取り組む課題:
1) 嫁取りの宴の話で、正気に戻った客は、誰が自分を招いたと言いましたか。
2) 嫁取りの宴の話で、家のあるじが客を大急ぎで捕まえたのはなぜですか。本文に書かれている理由で説明してください。
3) 嫁取りの宴の話を、最後の客のせりふの後から書き進めてください。

民、嫁娶を以て客を会する者有り。酒半ばにして客一人ついに起(た)ちて門を出づ。
ある人民の家で、嫁取りの宴会を行っていた。宴会の途中で、お客の一人がふっと立ち上がり、門から出て行った。
「おい、あいつ大丈夫か?」
主人追之、客若酔甚将赴水者、主人急持之。
主人これを追うに、客、酔い甚だしくまさに水に赴かんとする者のごとく、主人これを急に持す。
その家のあるじ、心配して追いかけたところ、その客はひどく酔っぱらっており、近くの川に身を投げようとしたので、大急ぎでこれを捕まえて、家に連れ帰った。
みなで介抱するうちにようやく正気を取り戻したので、
「いったいどうしたのだ?」
と問いかけたところ、
婦人以詩招我。
婦人、詩を以て我を招けり。
「お、おんなのひとが〜、わしに詩をうたって招いたんじゃ〜」

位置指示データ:
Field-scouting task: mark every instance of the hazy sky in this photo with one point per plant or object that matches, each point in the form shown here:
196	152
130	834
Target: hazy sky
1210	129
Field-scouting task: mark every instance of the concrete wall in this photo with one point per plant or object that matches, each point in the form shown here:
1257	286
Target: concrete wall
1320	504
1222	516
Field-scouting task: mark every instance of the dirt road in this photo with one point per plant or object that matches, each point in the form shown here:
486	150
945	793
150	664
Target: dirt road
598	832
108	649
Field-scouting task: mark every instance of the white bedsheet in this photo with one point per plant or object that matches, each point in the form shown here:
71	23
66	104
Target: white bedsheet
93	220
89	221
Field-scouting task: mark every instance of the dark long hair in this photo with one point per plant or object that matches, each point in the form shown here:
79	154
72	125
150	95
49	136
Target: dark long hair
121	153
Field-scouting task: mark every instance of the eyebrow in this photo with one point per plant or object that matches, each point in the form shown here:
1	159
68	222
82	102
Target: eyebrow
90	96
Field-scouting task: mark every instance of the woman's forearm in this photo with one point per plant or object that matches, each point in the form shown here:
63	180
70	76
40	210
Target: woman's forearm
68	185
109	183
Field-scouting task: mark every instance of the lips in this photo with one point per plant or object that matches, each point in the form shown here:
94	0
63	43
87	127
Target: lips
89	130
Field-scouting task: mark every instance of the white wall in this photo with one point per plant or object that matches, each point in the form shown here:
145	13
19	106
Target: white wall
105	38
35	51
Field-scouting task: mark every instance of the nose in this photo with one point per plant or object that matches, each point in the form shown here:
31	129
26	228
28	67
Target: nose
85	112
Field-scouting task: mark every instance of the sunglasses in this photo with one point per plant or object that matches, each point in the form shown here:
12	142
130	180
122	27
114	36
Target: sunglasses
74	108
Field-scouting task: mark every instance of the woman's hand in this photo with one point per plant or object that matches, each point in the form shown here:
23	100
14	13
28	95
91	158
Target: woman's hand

各課題の答え:
1) 女の人が詩をうたって自分を招いたと言いました。

2) 客はひどく酔っぱらっていて、近くの川に身を投げようとしていたからです。そのため、あるじは大急ぎで捕まえて家に連れ帰りました。

3)
と言うのである。
「こんな詩だったんじゃ〜・・・
長橋直下有蘭舟、 長橋直下に蘭舟有りて、
破月衝烟任意游。 月を破り烟を衝(つ)きて任意に游ぶ。
金玉満堂何所用、 金玉堂に満つるも何の用いるところぞや、
争如年少去来休。 いかでか年少の去来休(や)むが如からん。
大きな橋の真下に蘭の木で作った小舟があって、
月の光の降る下、靄の中を勝手気ままに移動している。(その舟で待ってますわ。)
黄金や宝玉が家にいっぱいあっても、何の役に立てようというのかしら、
若いひとのように希望を持ってじっと待っていることなんて、もうできないでしょうに。
そこで、
倉皇就之、不知其為水也。
倉皇これに就けり、その水たるを知らざるなり。
ふらふらとその女の誘いに乗ったのじゃ、まさか水中に飛び込もうとしていたとはなあ・・・」
「いやあ、あぶなかったなあ」
「祟られているのではないか」
とみな心配したのであった。
しかしその後、
客竟亦無他。
客ついにまた他無し。
その客人に、それ以上の変わったことは起こらなかった。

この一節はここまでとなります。